From the records that follow, copy every line in which "window" appears.

• _Stored data entries_:

==================================================

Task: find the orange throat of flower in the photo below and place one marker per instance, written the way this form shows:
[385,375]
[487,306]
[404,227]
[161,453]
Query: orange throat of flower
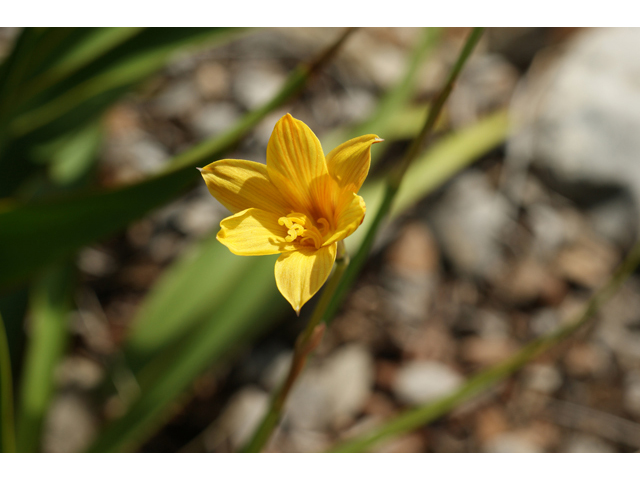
[300,229]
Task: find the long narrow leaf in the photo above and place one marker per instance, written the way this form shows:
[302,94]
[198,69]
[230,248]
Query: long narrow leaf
[35,234]
[215,313]
[427,413]
[50,306]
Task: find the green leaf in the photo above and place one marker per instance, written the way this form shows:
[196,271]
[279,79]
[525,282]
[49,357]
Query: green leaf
[7,426]
[50,306]
[481,382]
[58,80]
[35,234]
[210,301]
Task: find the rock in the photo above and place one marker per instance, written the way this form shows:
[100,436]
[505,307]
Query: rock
[485,352]
[485,85]
[578,119]
[331,394]
[238,421]
[419,382]
[631,397]
[411,443]
[78,372]
[410,274]
[468,221]
[214,118]
[544,321]
[587,263]
[96,262]
[542,378]
[587,359]
[489,423]
[178,99]
[527,281]
[277,370]
[583,443]
[256,83]
[212,80]
[512,442]
[199,218]
[70,425]
[620,332]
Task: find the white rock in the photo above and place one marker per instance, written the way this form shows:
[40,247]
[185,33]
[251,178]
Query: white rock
[578,118]
[422,381]
[239,420]
[469,221]
[334,392]
[582,443]
[511,442]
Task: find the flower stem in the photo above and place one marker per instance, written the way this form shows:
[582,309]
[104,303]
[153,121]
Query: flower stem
[395,178]
[7,433]
[306,343]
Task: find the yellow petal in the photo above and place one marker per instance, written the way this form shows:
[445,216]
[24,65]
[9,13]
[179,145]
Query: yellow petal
[301,273]
[350,213]
[241,184]
[253,232]
[349,163]
[296,166]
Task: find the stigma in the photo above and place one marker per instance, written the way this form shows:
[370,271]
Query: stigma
[300,229]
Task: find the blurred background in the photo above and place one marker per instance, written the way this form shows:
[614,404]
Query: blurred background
[129,328]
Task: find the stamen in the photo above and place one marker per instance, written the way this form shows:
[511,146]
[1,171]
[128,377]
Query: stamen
[296,222]
[324,224]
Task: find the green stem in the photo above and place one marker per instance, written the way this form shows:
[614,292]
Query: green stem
[395,178]
[7,421]
[420,416]
[306,343]
[345,274]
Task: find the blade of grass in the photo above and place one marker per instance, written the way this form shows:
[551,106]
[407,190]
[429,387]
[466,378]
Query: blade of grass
[189,319]
[427,413]
[337,291]
[35,234]
[50,306]
[162,380]
[38,110]
[7,428]
[395,178]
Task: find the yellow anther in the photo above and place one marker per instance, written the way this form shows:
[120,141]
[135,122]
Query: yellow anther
[324,224]
[296,223]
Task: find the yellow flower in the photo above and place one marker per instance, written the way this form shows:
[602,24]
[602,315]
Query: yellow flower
[299,205]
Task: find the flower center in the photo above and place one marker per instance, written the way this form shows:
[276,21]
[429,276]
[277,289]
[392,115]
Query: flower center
[301,229]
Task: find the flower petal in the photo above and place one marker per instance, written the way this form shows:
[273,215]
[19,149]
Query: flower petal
[301,273]
[350,212]
[349,163]
[296,166]
[241,184]
[254,232]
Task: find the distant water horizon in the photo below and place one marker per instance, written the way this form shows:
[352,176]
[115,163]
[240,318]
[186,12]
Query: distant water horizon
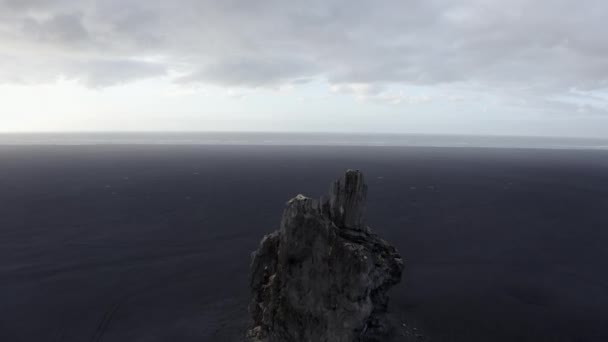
[300,139]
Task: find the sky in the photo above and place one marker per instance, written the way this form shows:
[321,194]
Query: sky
[535,67]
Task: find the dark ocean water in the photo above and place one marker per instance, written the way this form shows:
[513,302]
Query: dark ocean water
[153,242]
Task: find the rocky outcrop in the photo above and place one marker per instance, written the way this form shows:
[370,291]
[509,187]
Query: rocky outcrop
[323,276]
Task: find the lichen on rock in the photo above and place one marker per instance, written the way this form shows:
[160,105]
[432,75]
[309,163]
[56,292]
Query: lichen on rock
[323,276]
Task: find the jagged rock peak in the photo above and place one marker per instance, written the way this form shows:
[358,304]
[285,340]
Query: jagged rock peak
[323,276]
[346,200]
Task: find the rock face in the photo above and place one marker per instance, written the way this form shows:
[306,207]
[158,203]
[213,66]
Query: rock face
[323,276]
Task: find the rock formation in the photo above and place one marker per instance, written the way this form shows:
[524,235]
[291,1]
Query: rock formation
[323,276]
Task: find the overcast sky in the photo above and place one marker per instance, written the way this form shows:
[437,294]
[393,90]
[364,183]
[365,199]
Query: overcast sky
[535,67]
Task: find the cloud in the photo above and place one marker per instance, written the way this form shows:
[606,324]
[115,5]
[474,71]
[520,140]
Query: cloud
[540,47]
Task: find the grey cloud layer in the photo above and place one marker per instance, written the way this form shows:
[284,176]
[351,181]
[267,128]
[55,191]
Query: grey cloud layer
[543,45]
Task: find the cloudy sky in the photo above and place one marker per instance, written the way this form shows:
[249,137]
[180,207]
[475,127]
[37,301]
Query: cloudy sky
[535,67]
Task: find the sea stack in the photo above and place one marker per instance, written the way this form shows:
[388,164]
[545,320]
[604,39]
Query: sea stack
[323,276]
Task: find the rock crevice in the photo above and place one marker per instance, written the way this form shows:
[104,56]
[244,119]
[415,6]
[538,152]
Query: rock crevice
[323,276]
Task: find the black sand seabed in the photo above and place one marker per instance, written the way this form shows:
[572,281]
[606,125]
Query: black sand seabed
[153,243]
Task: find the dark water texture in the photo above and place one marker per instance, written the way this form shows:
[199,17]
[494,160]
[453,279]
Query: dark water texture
[153,243]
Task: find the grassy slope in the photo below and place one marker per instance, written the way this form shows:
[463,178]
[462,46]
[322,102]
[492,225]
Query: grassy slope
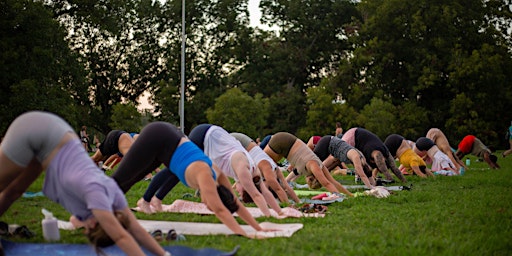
[466,215]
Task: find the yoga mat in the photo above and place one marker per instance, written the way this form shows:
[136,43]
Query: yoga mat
[349,187]
[317,201]
[33,194]
[198,228]
[201,228]
[184,206]
[52,249]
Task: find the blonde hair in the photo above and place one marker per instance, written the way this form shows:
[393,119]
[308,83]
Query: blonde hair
[313,183]
[99,238]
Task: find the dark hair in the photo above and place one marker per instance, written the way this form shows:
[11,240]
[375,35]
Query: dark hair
[493,158]
[313,183]
[99,238]
[246,198]
[227,198]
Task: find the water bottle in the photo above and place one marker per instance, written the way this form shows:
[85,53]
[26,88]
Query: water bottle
[50,227]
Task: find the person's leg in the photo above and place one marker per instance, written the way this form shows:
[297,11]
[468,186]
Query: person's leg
[392,165]
[15,180]
[167,187]
[160,180]
[154,146]
[380,162]
[509,151]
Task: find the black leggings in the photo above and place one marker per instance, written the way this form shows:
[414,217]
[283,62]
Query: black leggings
[161,184]
[154,146]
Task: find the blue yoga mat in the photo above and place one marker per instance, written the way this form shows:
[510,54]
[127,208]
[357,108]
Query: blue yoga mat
[51,249]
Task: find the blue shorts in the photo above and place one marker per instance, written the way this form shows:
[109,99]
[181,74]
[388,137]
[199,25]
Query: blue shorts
[184,155]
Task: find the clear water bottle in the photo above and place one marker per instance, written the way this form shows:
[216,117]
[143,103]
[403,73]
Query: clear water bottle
[50,227]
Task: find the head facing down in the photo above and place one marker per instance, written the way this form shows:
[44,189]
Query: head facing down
[493,158]
[246,198]
[312,182]
[227,198]
[97,235]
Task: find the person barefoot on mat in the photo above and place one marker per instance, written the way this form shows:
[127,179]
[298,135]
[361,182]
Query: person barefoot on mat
[284,144]
[272,175]
[162,143]
[232,159]
[39,141]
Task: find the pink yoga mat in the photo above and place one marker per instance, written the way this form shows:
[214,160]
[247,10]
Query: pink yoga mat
[184,206]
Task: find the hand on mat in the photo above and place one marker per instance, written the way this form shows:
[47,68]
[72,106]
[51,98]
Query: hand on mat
[379,192]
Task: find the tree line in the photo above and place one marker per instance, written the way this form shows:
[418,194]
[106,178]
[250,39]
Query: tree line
[391,66]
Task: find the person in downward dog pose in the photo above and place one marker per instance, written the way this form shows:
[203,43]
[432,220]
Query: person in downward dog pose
[401,149]
[440,162]
[438,137]
[115,145]
[232,159]
[374,151]
[304,160]
[162,143]
[41,141]
[472,145]
[273,177]
[334,151]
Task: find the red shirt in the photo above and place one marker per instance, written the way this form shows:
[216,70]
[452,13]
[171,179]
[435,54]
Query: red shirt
[466,144]
[316,139]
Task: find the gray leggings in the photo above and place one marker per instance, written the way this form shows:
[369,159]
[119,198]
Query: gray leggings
[33,134]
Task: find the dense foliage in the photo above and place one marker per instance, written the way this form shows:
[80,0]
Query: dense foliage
[391,66]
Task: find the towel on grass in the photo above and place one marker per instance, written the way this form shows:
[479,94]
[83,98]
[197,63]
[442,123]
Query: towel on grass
[184,206]
[51,249]
[201,228]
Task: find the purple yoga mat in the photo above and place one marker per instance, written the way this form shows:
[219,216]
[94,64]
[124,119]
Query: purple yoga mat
[51,249]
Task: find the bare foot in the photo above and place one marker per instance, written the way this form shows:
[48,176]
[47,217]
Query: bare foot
[144,206]
[156,203]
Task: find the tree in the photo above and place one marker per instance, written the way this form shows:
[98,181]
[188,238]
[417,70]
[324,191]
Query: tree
[126,117]
[379,117]
[323,112]
[236,111]
[38,69]
[426,53]
[119,43]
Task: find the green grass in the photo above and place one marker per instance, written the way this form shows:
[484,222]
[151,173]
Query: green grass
[463,215]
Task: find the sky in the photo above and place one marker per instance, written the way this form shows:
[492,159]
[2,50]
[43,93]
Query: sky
[254,18]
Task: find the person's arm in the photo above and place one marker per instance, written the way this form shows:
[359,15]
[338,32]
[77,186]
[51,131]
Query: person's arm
[389,161]
[487,159]
[19,185]
[381,164]
[212,199]
[289,190]
[355,157]
[97,156]
[117,233]
[336,184]
[324,177]
[330,162]
[241,167]
[271,180]
[125,142]
[141,235]
[270,199]
[417,171]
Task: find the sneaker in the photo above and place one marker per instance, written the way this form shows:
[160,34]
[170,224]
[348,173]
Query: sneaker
[144,206]
[156,204]
[171,235]
[157,235]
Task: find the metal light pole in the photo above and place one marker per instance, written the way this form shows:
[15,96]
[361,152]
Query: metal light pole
[182,99]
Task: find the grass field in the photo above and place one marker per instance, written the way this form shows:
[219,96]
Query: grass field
[462,215]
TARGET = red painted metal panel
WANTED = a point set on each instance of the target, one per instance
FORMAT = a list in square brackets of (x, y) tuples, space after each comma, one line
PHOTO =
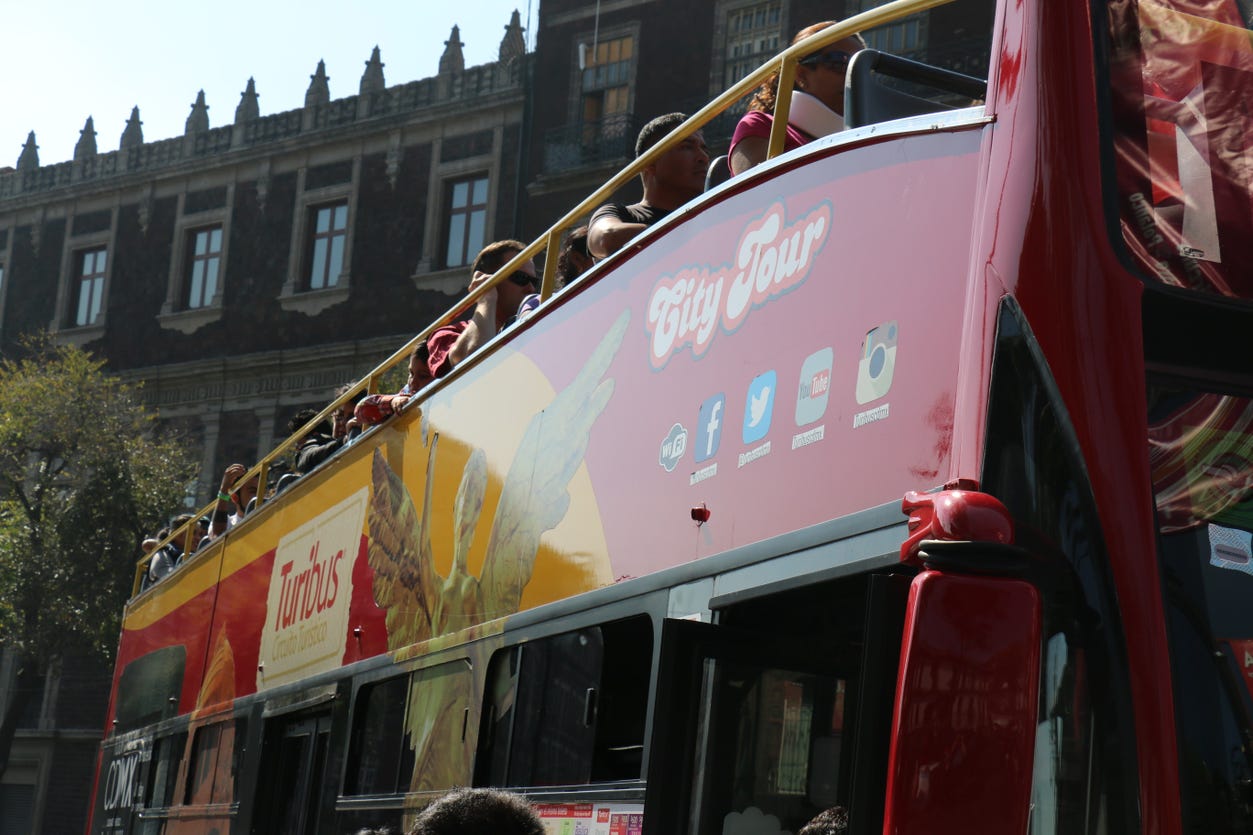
[(964, 730)]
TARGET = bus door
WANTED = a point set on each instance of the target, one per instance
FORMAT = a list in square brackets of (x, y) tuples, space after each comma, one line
[(761, 717), (293, 765)]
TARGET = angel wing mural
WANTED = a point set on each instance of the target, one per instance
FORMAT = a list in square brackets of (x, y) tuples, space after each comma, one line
[(420, 603)]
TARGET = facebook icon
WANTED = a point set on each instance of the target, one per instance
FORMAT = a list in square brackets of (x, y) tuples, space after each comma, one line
[(709, 428)]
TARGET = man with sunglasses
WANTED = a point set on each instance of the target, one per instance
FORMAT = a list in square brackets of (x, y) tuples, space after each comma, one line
[(816, 109), (493, 312), (672, 181)]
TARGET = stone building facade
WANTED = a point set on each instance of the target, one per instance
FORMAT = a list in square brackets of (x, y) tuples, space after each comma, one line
[(248, 270), (244, 271)]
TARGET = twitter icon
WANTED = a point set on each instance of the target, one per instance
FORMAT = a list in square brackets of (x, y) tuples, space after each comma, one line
[(758, 406)]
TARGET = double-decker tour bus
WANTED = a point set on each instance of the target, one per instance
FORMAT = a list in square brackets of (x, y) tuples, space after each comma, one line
[(909, 472)]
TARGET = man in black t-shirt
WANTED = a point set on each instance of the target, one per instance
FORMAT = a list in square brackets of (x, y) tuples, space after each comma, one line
[(672, 181)]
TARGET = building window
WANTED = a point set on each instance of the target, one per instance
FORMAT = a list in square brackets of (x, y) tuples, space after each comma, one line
[(330, 226), (605, 84), (754, 34), (204, 266), (607, 79), (901, 38), (467, 220), (89, 290)]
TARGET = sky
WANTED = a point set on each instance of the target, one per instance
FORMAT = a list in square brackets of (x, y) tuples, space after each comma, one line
[(65, 60)]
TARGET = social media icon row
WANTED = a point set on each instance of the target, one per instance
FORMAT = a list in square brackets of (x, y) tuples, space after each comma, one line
[(875, 370)]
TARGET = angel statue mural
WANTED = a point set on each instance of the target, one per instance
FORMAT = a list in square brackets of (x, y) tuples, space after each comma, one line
[(420, 603)]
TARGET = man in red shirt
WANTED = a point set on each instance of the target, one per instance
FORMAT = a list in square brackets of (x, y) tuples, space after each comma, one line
[(493, 312)]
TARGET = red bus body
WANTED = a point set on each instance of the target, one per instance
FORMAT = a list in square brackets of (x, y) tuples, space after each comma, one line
[(640, 394)]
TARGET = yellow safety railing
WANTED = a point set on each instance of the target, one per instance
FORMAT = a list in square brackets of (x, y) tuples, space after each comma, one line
[(785, 64)]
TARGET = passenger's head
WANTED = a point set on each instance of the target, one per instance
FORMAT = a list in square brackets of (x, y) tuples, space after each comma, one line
[(419, 369), (574, 258), (678, 174), (479, 811), (302, 418), (821, 74), (341, 416), (510, 292), (830, 821), (188, 539)]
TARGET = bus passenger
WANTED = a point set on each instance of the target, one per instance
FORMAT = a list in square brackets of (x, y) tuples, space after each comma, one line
[(817, 102), (479, 811), (672, 181), (168, 558), (574, 258), (493, 312), (232, 505), (315, 448), (831, 821), (376, 408)]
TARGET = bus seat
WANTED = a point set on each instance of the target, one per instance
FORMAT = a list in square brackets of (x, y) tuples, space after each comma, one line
[(718, 173), (868, 99)]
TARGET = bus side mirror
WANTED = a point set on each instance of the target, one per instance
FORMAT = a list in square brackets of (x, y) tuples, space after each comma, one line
[(966, 702)]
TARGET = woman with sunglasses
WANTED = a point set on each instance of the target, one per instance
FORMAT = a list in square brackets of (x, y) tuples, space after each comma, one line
[(817, 102)]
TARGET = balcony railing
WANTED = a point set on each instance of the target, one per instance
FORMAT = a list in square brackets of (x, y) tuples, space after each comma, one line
[(589, 143)]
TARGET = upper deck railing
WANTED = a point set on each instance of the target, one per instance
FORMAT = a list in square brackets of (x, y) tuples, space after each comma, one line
[(550, 241)]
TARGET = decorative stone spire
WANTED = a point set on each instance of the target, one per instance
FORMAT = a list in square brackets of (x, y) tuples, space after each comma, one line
[(133, 136), (320, 92), (29, 157), (85, 147), (513, 44), (198, 120), (248, 109), (452, 60), (372, 79)]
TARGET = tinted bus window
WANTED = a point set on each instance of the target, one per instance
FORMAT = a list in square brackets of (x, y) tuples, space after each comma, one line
[(1085, 755), (1180, 74), (214, 762), (163, 772), (566, 710), (436, 724), (1201, 450), (381, 756)]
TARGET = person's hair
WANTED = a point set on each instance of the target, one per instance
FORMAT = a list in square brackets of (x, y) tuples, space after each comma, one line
[(479, 811), (763, 99), (302, 418), (496, 255), (655, 131), (574, 242), (346, 388), (830, 821)]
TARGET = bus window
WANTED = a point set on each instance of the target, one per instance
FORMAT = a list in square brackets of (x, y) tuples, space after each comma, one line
[(1201, 451), (292, 766), (1084, 779), (1180, 73), (381, 756), (779, 711), (163, 771), (584, 696), (214, 762), (437, 726), (149, 687)]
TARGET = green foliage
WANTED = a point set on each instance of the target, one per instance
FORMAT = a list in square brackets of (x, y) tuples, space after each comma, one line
[(84, 477)]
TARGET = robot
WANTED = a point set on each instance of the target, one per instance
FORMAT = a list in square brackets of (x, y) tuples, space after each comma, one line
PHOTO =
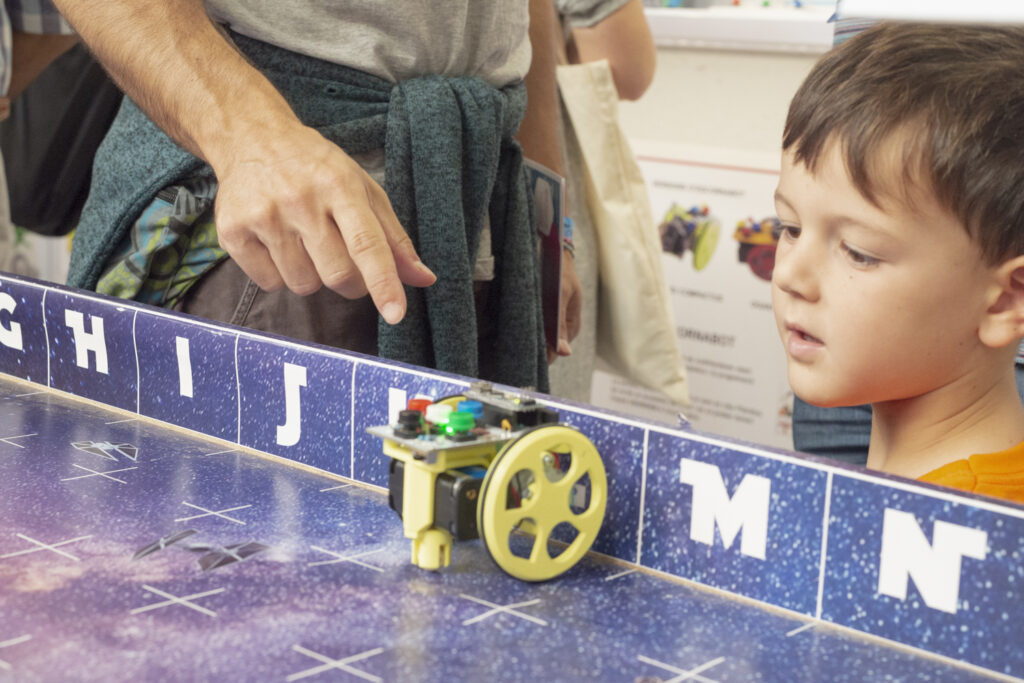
[(498, 467), (757, 245), (689, 229)]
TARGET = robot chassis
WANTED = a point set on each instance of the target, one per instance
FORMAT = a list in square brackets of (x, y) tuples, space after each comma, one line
[(499, 467)]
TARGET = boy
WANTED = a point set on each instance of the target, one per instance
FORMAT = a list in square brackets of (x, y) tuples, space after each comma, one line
[(899, 276)]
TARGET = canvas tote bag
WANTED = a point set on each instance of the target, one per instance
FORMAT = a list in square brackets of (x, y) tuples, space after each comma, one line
[(636, 333)]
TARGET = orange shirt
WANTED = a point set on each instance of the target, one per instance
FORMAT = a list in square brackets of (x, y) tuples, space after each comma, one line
[(996, 474)]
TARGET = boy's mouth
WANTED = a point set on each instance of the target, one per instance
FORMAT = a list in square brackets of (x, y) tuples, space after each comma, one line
[(802, 334)]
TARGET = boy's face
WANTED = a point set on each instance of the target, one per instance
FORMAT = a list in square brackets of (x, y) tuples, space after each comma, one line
[(872, 304)]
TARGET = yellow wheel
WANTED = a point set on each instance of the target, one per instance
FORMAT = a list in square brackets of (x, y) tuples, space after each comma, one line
[(542, 503)]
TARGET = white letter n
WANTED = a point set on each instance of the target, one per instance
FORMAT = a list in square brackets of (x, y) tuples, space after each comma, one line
[(935, 568), (748, 509)]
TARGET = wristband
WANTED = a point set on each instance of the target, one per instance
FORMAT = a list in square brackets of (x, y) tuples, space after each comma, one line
[(567, 237)]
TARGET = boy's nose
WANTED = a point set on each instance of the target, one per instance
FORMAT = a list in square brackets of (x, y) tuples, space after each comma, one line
[(796, 269)]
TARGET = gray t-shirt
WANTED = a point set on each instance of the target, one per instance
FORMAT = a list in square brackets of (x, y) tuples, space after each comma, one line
[(393, 40)]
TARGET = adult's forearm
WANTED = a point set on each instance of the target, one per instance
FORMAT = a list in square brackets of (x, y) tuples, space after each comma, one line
[(539, 133), (624, 39), (173, 61)]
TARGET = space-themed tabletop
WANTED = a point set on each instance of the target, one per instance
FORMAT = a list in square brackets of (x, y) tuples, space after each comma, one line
[(186, 501)]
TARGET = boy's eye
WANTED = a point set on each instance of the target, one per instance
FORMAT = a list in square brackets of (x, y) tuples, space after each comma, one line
[(859, 257)]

==================================================

• _Result of this exercise_:
TARGET = building window
TARGET = tinted bus window
TARGET = bus window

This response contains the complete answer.